* BEGIN Selected passage *
Monday, June 11, 2012

Monday afternoon



After determining that a potential trade has an acceptable risk level, we also need to figure out whether the possible reward is worth the risk.

What is the possible reward ?
In other words, if the trade moves in our favor, how far is it likely to go ?  Absent a shock of some sort, stocks tend to move between support and resistance.  One way to pick an initial target is to locate a point just inside the next level of support or resistance.  The distance between that point and the entry is the “likely reward”.  The potential reward could be much greater, but in this step just figure out what’s probable.

Is the likely reward worth the risk ?
Unless you have a really high batting average (say 70% +), it seldom makes sense to take a trade which has more risk than the probable reward.  The lower your batting average, the greater the possible reward needs to be relative to the known risk.  A lot of traders (myself included) like to have at least a 2:1 reward / risk ratio before taking a trade.  At that rate, you only have to be right half the time or less to be profitable over time.  A 3:1 or higher ratio is certainly desirable.
* END Selected passage *
→ Stated goal A
List every line in the records below that contains the string "rocky".
* BEGIN Record extracts *
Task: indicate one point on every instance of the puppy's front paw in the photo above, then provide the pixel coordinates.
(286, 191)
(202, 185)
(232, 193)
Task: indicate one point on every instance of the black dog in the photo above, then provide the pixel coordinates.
* END Record extracts *
* BEGIN Record extracts *
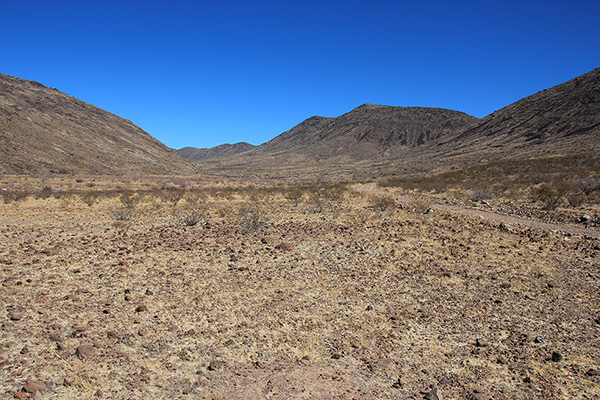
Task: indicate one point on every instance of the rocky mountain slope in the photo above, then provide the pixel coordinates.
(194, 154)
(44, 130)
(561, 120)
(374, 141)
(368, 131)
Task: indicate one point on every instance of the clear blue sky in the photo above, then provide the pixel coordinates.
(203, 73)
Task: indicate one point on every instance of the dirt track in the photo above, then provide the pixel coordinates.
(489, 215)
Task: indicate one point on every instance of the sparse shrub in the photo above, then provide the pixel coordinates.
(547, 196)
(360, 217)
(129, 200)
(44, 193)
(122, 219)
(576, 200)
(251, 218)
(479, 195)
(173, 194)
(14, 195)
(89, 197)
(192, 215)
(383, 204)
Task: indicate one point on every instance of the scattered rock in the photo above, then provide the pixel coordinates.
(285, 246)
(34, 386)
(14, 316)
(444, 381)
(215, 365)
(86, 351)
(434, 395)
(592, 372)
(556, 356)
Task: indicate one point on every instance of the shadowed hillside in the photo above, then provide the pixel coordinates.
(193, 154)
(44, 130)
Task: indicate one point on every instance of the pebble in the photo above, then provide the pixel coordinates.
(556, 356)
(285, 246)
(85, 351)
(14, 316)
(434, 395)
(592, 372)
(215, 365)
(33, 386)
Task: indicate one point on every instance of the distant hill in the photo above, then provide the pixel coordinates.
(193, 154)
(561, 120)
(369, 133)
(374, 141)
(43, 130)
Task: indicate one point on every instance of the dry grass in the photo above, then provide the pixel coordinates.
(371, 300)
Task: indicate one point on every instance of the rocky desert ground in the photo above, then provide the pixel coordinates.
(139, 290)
* END Record extracts *
→ Stated goal B
Condense the paragraph of the passage on trade reward that begins "Unless you have a really high batting average" into a short bulleted list that keeps its main facts.

→ Task output A
Task: indicate one point on every instance of the rocky mountain slope in the photo above, then provide the pixel coordinates.
Task: indicate one point on every instance of the rocky desert ground in the photo above, then provide the pixel coordinates.

→ Task output B
- A trade with more risk than probable reward seldom makes sense unless your batting average is really high (around 70% or more).
- The lower your batting average, the greater the possible reward must be relative to the known risk.
- Many traders, the writer included, want a reward/risk ratio of at least 2:1 before taking a trade.
- At 2:1, being right half the time or less is enough to be profitable over time.
- A ratio of 3:1 or higher is desirable.